Selected passage

A. Please contact your account manager with specific requests for data. I will also be posting some data points from the presentation on the blog over the next few days. If you are not a Mintel Comperemedia client, please contact info@comperemedia.com to learn more about subscribing.

Q. There seems to be a lot of contradictory information – consumers don’t want a relationship with a bank, but that’s the only way we’ll attract customers. If we need to build trust, how specifically do bank marketers do that?

A. Actually…customers DO want a relationship with banks and other financial services companies. I could write a book (actually several books) on different ways that companies could build trust with their customers, but it begins with a longer term focus, rather short-term strategies designed to maximize quarterly earnings, as well as openness with customers – being forthcoming with information about what to expect from the relationship.

As I mentioned during the webinar, it is not necessarily the fees themselves that are the problem, for example. Instead, the problem is that customers feel like banks are being unfair or even “sneaky” about how they charge fees to their customers. Same thing for privacy and the use of personal information.

The best way to think about it is to think about what factors into maintaining a long-term friendship, since customers are looking for the same things from a personal relationship as from a business relationship.

Q. What was meant by “control” in the characteristics people expect from banks?

A. We didn’t define the concept of control when we asked about the 12 attributes. That would actually be a good focus for future studies – to break down those attributes even further to gain an even better understanding of how customers define “trust”.

The question(s) as they were asked were:

“Thinking about what it means to ‘trust’ another person (financial services company), please indicate on a scale of 1-5 how important each of the following is in establishing that trust”

Top 6 for both:
Honesty
Respect
Loyalty
Fairness
Communication
Commitment

Bottom 6 or both:
Reciprocity (receiving an equal or greater amount in return)
Empathy
Predictability
Usefulness
Empowerment
Control

Q. Where will lower income customers turn for credit, given that alternative lenders (e.g., payday, auto title) are increasingly scrutinized?

A. Lower income customers have definitely borne much of the burden of the declining availability of credit. The regulatory changes will probably only exacerbate that situation. This is a huge market, however, and eventually (as always happens), new ways of mitigating risk, or new ways of offering credit that to these segments that have regulatory approval, will appear.

[Extracted records]
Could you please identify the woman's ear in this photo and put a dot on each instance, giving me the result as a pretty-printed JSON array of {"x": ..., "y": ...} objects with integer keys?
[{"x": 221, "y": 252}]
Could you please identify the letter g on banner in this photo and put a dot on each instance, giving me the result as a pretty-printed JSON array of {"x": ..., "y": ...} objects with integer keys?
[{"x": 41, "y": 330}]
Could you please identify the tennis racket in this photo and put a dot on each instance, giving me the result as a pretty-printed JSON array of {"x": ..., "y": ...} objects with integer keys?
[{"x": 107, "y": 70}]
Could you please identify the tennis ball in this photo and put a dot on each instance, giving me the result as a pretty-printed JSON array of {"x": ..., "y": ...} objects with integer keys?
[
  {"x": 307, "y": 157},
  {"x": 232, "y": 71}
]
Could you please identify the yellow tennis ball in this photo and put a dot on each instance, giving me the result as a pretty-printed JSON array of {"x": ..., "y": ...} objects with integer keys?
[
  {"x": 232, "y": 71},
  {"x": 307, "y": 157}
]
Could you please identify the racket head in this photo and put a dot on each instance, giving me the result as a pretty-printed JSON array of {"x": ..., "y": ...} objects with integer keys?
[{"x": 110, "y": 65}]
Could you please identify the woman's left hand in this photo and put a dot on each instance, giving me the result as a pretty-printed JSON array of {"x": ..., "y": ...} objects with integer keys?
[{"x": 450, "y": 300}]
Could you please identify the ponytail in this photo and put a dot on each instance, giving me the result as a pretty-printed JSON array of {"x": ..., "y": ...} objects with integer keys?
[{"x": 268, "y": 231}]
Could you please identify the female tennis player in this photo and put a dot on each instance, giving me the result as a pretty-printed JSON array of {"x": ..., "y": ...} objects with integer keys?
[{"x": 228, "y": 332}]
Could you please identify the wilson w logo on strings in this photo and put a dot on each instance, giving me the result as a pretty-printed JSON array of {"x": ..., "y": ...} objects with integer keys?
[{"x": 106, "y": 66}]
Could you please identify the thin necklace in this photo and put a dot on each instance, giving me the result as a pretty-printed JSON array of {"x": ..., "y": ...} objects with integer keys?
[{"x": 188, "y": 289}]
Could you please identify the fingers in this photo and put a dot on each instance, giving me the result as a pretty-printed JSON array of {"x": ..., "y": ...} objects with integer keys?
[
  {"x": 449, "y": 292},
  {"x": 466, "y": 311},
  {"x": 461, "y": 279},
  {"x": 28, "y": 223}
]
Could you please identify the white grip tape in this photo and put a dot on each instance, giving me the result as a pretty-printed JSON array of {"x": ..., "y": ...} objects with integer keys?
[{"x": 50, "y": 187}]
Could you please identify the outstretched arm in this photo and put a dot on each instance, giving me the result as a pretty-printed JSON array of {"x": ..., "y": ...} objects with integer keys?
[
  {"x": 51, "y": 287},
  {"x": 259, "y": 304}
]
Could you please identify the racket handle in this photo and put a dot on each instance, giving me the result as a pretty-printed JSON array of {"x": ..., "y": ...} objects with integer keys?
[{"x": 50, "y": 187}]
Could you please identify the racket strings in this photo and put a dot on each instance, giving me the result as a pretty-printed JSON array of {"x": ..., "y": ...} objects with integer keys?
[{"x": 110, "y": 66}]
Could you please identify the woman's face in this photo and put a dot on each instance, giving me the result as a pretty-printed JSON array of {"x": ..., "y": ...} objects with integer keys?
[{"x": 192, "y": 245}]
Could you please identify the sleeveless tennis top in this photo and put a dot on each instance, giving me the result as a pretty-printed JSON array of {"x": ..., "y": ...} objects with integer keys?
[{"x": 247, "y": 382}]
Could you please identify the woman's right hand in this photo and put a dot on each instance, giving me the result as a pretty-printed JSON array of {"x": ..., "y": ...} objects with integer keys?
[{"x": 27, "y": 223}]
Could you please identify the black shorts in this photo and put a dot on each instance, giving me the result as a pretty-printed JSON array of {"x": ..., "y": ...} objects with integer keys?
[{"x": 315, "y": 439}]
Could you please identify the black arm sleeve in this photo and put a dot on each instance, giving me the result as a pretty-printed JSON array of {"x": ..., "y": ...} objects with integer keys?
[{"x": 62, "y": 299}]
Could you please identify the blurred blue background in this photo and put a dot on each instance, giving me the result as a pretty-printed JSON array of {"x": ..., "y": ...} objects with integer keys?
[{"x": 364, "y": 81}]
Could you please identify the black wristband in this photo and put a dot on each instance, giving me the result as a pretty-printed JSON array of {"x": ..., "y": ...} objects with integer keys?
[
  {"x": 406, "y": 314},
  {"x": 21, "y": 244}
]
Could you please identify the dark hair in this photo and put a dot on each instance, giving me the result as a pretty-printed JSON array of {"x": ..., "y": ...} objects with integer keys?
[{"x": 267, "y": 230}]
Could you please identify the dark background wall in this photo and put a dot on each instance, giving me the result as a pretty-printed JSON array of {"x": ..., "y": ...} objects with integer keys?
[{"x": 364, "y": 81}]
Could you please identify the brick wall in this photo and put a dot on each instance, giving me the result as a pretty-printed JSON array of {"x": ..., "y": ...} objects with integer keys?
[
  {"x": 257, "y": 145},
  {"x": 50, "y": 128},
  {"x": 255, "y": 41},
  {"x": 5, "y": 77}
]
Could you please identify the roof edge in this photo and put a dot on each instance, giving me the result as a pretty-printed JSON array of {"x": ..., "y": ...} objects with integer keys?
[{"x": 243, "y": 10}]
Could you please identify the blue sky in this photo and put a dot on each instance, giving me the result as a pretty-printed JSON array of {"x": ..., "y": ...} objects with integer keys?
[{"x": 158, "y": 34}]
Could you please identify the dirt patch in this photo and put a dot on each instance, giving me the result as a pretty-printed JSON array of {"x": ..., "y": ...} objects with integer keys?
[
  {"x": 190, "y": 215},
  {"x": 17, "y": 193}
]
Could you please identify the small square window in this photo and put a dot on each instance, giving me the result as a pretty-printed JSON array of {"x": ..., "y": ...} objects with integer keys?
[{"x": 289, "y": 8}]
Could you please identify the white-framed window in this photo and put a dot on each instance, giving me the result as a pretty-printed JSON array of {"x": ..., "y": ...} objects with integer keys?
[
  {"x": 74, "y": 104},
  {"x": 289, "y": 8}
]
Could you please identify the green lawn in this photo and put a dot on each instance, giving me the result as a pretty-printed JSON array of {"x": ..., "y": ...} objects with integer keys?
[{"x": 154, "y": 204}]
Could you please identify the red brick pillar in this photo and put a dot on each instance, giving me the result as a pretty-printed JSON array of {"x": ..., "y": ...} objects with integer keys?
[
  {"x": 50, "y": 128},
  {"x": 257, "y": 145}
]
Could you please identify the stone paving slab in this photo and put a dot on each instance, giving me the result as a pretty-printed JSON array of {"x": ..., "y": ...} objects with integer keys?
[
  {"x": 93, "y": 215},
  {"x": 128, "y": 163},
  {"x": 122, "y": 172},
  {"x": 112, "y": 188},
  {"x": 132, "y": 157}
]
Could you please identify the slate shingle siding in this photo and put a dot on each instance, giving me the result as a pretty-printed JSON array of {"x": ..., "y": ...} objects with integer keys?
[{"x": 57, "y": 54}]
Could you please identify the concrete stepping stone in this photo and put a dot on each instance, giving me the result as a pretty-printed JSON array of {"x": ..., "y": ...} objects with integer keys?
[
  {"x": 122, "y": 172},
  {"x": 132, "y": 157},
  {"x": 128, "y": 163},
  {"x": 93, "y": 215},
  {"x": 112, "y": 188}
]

Task 1
Answer these questions about the Q&A on consumer trust in banks:
(a) Which email address should people who are not Mintel Comperemedia clients contact to learn about subscribing?
(b) If not the fees themselves, what does the answer name as the problem with bank fees?
(c) Which six attributes are listed as the top 6?
Task 2
Write what comes next in the Q&A on consumer trust in banks, picking up after its final answer.

Response area 1
(a) info@comperemedia.com
(b) Customers feel that banks are being unfair or even "sneaky" about how they charge fees.
(c) Honesty, Respect, Loyalty, Fairness, Communication, and Commitment.

Response area 2
One way that this market may open up again is through the use of better risk assessment tools – above and beyond the traditional Fico or other type of risk score. That would allow lower income customers, who are not necessarily higher risk, to have access to credit because lenders will have better and more detailed ways of assessing credit worthiness.

Q. How do you see Bank of America’s move to eliminate ODP (overdraft protection) fees in the context of your presentation?

A. One of the best marketing moves a bank can make is to be proactive about eliminating or restricting something ahead of the game. It is a tremendous differentiation strategy that helps establish trust. The same is true for entire industries.

About three years ago I wrote a piece for the Mintel Oxygen website titled “Self regulate or be regulated,” suggesting that the credit card industry, which has historically suffered from a tremendous lack of consumer trust, might want to be proactive in limiting fees across the industry to improve general perceptions of the entire industry. That of course never happened, and sure enough, the CARD Act has accomplished much of that restriction of fees for them.

The result? People are still highly distrustful of credit card companies/issuers/networks, and their fees have been restricted anyway. It might have been better to get ahead of the game and at least have the additional bonus of somewhat improved customer relations.

This relates to my points about a short-term focus on quantifiable returns, rather than the longer term focus on building a relationship that improves perceptions of a brand.